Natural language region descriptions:
--------------------
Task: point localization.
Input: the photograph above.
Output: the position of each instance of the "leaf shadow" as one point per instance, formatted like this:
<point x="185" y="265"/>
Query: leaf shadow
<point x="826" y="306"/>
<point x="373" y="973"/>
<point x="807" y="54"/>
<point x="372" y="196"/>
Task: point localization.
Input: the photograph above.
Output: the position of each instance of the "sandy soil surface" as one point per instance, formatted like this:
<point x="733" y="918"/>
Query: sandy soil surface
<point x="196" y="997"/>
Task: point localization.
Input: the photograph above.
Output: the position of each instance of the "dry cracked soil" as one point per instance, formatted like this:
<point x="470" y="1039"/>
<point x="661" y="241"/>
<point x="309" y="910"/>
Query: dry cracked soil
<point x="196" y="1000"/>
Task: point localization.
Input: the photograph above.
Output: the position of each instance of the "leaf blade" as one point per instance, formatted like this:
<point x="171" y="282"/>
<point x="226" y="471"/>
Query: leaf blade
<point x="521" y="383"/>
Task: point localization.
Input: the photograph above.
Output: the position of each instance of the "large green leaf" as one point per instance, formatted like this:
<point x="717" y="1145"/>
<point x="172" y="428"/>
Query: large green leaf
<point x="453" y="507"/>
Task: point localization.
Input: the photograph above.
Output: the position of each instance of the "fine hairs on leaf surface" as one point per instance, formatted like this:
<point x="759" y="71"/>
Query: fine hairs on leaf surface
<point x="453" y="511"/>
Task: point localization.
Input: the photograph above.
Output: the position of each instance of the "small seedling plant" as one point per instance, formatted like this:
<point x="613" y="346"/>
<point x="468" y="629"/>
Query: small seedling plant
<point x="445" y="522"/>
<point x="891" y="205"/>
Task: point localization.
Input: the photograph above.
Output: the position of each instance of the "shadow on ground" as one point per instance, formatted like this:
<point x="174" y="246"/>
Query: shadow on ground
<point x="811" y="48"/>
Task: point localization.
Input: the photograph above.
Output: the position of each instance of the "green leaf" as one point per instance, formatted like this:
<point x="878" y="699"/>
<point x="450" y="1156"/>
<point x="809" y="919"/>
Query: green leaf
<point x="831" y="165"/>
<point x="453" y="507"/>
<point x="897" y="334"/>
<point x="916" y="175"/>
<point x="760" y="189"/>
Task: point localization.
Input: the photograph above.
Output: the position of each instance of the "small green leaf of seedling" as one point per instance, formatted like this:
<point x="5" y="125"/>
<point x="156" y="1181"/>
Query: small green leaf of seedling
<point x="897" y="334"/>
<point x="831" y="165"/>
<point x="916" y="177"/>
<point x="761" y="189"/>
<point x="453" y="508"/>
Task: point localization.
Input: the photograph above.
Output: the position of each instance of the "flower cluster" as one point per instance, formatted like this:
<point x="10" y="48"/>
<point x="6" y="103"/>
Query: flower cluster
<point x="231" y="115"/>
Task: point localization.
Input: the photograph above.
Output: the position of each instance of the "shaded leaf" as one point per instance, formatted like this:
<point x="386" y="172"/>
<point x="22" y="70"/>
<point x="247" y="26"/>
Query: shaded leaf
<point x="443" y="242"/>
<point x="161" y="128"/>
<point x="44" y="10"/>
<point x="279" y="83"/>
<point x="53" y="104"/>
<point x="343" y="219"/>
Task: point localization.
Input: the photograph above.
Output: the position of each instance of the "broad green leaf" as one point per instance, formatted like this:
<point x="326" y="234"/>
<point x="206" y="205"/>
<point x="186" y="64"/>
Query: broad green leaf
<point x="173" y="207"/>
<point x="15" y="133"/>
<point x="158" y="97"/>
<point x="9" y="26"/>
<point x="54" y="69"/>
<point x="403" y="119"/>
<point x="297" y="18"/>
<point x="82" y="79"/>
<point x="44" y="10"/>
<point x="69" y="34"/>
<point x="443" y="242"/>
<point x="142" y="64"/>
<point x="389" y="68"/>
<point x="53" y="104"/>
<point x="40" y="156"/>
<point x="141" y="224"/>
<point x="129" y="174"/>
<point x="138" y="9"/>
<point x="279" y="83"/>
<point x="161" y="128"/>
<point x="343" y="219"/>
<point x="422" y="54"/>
--------------------
> [Exercise requirements]: Give the records above again, word for word.

> [Solution to the exercise]:
Task: point localization.
Input: the photograph above.
Output: the position of each instance of the "leaf shadow" as one point per instance, formatted like this:
<point x="185" y="265"/>
Query: leaf shadow
<point x="826" y="306"/>
<point x="373" y="973"/>
<point x="807" y="54"/>
<point x="372" y="196"/>
Task: point localization.
Input: the photograph above.
Output: the position of each instance of the "sandy soil surface" as one point per instance, formatted like this:
<point x="733" y="918"/>
Query: sandy soil surface
<point x="196" y="997"/>
Task: point localization.
Input: the photograph above.
Output: the position of each instance of the "dry cracked soil" as one point per instance, formatted like this:
<point x="470" y="1039"/>
<point x="661" y="241"/>
<point x="309" y="910"/>
Query: dry cracked soil
<point x="196" y="1000"/>
Task: point localization.
Input: the photograph above.
Output: the position of each instance of the "leaf blade" as one point per instance, formatted like this:
<point x="171" y="282"/>
<point x="226" y="471"/>
Query: leaf blade
<point x="521" y="383"/>
Task: point localization.
Input: the photograph above.
Output: the position of each instance of the "large green leaf" as one point per instance, formatted like this:
<point x="717" y="1145"/>
<point x="172" y="428"/>
Query: large green leaf
<point x="453" y="507"/>
Task: point localization.
Input: the photograph above.
Output: the position of each instance of the "fine hairs on leaf surface" as one point per instance, formatted like this:
<point x="759" y="71"/>
Query: fine hairs on leaf surface
<point x="453" y="511"/>
Task: point localization.
Input: the photograph above.
Output: the position of each instance of the "small seedling plant" as one point per instance, formatted like this:
<point x="613" y="346"/>
<point x="468" y="629"/>
Query: small seedling plant
<point x="445" y="522"/>
<point x="891" y="205"/>
Task: point localization.
Input: the photograph above.
Output: the position of each instance of the "shadow on ground" as one point per instance, formatted like this:
<point x="174" y="246"/>
Query: shadow on ground
<point x="811" y="48"/>
Task: point localization.
Input: the photograph above.
Output: the position of each instance of the "green leaf" as one point per instance, formatted like this:
<point x="878" y="699"/>
<point x="450" y="1156"/>
<point x="809" y="919"/>
Query: green leaf
<point x="831" y="165"/>
<point x="453" y="507"/>
<point x="897" y="334"/>
<point x="916" y="175"/>
<point x="760" y="189"/>
Task: point localization.
Input: the photograph above.
Output: the position of each instance of the "small green leaf of seedling" as one point per instance, formatted like this:
<point x="5" y="125"/>
<point x="156" y="1181"/>
Query: small green leaf of seedling
<point x="897" y="334"/>
<point x="831" y="165"/>
<point x="916" y="177"/>
<point x="761" y="189"/>
<point x="453" y="508"/>
Task: point localization.
Input: the photograph above.
Output: the position of each instance of the "flower cluster" as one point per instance, formatted like this:
<point x="10" y="48"/>
<point x="6" y="103"/>
Query: flower cluster
<point x="231" y="115"/>
Task: point localization.
Input: the photograph above.
Output: the position of each instance of the "shaded leaf" as one point per instance, formatted like this:
<point x="386" y="172"/>
<point x="22" y="70"/>
<point x="247" y="26"/>
Query: shaded leaf
<point x="443" y="242"/>
<point x="161" y="128"/>
<point x="44" y="10"/>
<point x="279" y="83"/>
<point x="53" y="104"/>
<point x="343" y="219"/>
Task: point localization.
Input: the photograph above.
Output: the position of each instance of the "broad green leaf" as one point per instance, formatted like this:
<point x="326" y="234"/>
<point x="206" y="205"/>
<point x="186" y="64"/>
Query: broad green leaf
<point x="173" y="207"/>
<point x="15" y="133"/>
<point x="158" y="97"/>
<point x="9" y="26"/>
<point x="54" y="69"/>
<point x="403" y="119"/>
<point x="297" y="18"/>
<point x="82" y="79"/>
<point x="44" y="10"/>
<point x="69" y="34"/>
<point x="443" y="242"/>
<point x="142" y="64"/>
<point x="389" y="68"/>
<point x="53" y="104"/>
<point x="40" y="156"/>
<point x="141" y="224"/>
<point x="129" y="174"/>
<point x="138" y="9"/>
<point x="279" y="83"/>
<point x="161" y="128"/>
<point x="343" y="219"/>
<point x="422" y="54"/>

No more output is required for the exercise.